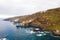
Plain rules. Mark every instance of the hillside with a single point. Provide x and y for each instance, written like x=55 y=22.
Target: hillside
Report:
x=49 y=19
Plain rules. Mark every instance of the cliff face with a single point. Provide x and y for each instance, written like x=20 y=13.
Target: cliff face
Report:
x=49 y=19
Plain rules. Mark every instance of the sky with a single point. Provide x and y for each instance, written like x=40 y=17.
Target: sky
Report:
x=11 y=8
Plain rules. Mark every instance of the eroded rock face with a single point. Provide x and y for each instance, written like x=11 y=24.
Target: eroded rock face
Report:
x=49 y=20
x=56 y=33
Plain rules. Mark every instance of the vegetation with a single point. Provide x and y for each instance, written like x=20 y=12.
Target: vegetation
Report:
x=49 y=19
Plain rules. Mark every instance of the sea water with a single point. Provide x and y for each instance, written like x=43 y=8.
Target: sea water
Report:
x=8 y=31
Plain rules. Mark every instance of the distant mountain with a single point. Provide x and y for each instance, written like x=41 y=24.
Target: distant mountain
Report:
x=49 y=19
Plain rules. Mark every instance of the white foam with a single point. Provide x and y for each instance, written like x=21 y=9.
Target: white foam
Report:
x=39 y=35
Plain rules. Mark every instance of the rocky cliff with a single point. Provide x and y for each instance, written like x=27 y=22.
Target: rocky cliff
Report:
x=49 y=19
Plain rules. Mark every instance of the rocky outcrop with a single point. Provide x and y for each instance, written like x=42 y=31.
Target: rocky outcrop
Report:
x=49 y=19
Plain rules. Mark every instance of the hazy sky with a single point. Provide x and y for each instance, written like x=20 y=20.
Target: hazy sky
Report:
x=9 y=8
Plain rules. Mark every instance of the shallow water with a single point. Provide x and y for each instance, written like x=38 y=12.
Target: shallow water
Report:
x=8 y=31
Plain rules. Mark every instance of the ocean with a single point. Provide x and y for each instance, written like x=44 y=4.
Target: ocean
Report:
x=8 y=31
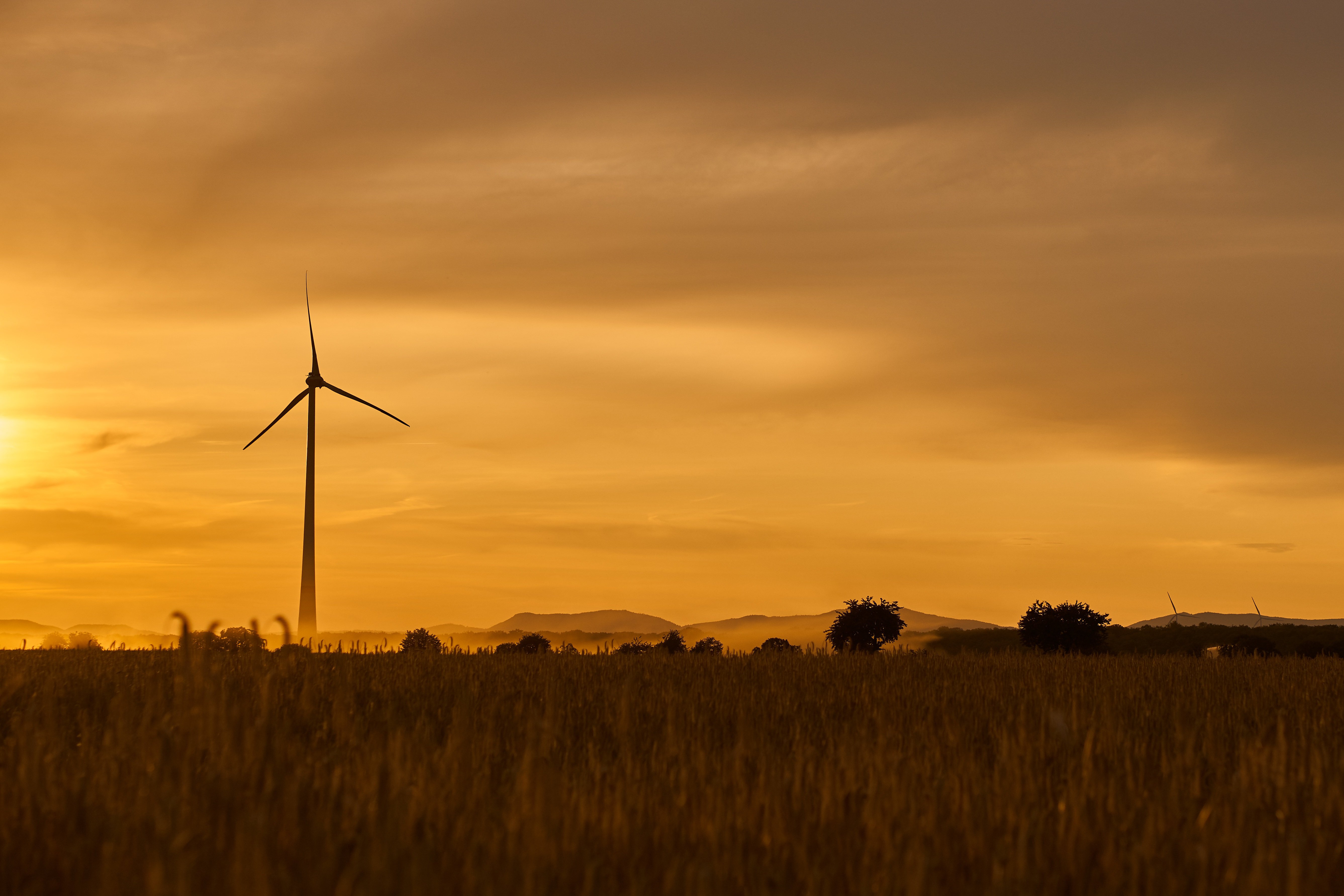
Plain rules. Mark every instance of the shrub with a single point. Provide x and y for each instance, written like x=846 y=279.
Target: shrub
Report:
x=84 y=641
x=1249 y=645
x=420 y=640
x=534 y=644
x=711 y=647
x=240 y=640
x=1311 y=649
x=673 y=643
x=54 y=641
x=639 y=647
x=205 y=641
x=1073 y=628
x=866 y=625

________________________________________

PROBLEM STATEMENT »
Look above for the line containing "Plain rules. Mark every instance of the rocky cliff"; output that line and all lines after it through the last one exactly, without the pictures.

SOLUTION TO THIS EXERCISE »
Plain rules. Mark every instance of the rocky cliff with a single point. Provide x and y for each instance, written like x=27 y=22.
Target: rocky cliff
Report:
x=49 y=19
Plain rules. Mark every instance of the rocky outcrop with a single point. Provide x and y for each instance, written like x=42 y=31.
Target: rocky outcrop
Report:
x=49 y=19
Plain rules. Mark every instance of the hazy sky with a single point. Provide x and y for each instance, written like x=20 y=20.
Target: hazy sky
Report:
x=9 y=8
Plain rules. Mark every instance of the shallow water with a single point. Provide x and y for each instance, written like x=38 y=12.
Target: shallow water
Report:
x=8 y=31
Plain rules. Mark every instance of the ocean with a single point. Provide x and y for each instance, written like x=44 y=4.
Target: ocean
Report:
x=8 y=31
Plain rules. Mark every instance of the shrub with a single point. Provide x and y for each instance, written like x=846 y=279.
Target: shrub
Report:
x=84 y=641
x=1249 y=645
x=420 y=640
x=534 y=644
x=711 y=647
x=240 y=640
x=1311 y=649
x=673 y=643
x=54 y=641
x=639 y=647
x=205 y=641
x=1073 y=628
x=866 y=625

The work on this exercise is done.